• **Exercise directions**:
Reply only with how many lines below contain "this".

===

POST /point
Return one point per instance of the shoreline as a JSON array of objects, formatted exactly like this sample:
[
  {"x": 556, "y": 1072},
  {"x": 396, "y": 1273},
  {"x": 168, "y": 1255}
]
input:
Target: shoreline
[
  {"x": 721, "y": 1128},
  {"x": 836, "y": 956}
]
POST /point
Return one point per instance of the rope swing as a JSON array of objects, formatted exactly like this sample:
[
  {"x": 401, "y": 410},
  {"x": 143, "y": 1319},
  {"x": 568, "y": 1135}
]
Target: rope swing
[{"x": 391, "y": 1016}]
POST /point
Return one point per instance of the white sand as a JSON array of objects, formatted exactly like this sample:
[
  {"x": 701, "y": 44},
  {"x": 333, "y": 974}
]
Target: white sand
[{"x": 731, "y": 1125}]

===

• **Worked solution**:
3